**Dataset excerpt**
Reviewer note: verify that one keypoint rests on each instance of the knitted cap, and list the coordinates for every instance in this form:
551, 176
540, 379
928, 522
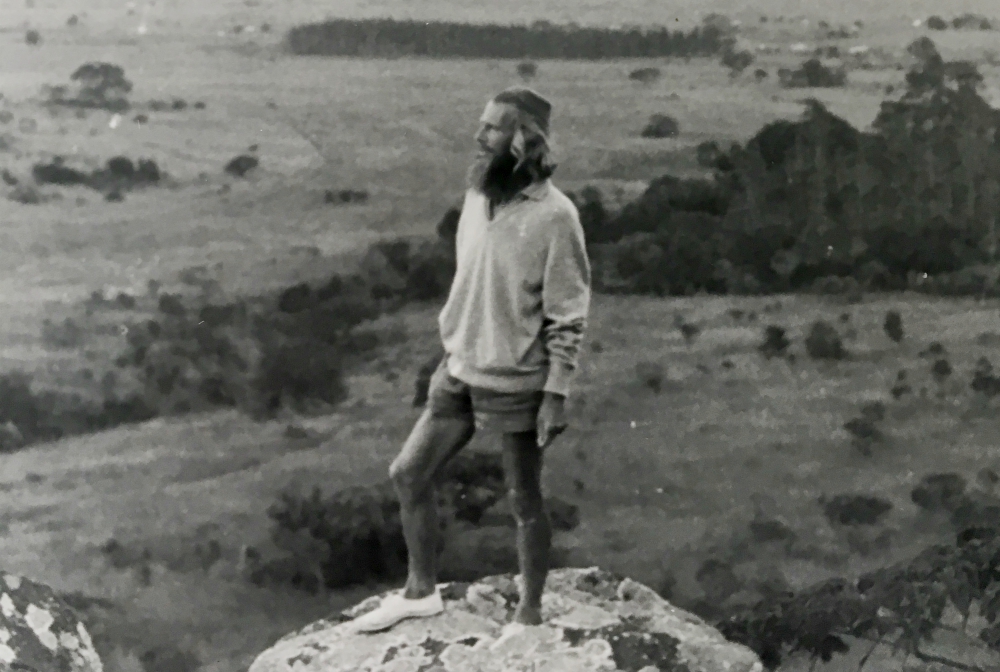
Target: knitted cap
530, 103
==
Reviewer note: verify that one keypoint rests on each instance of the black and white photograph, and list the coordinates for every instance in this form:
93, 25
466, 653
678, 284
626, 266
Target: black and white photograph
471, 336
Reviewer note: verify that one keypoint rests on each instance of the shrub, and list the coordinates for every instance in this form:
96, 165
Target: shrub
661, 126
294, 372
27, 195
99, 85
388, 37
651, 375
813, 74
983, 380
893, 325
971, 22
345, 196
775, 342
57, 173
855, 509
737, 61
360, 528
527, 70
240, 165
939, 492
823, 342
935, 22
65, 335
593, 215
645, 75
--
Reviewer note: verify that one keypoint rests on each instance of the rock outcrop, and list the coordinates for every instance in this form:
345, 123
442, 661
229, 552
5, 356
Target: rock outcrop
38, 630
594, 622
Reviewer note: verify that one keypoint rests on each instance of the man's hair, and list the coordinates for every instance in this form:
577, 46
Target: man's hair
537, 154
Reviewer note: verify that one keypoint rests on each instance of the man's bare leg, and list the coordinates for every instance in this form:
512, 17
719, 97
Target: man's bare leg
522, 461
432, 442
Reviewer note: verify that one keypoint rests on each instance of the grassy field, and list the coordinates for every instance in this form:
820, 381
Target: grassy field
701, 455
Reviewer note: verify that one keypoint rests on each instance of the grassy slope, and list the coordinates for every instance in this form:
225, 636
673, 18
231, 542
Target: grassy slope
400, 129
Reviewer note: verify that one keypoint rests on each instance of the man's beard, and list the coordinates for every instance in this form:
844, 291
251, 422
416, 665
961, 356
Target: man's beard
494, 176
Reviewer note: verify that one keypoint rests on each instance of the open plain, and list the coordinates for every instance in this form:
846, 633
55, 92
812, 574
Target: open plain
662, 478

**The request**
Which lines in the material above contain the string "shrub"? Pick out each of them, matching case exactly.

**Full solution**
Reviewer note: verify that one keypoint rests on each instance of the shrub, and list the coordinates for every instance in this form:
Target: shrub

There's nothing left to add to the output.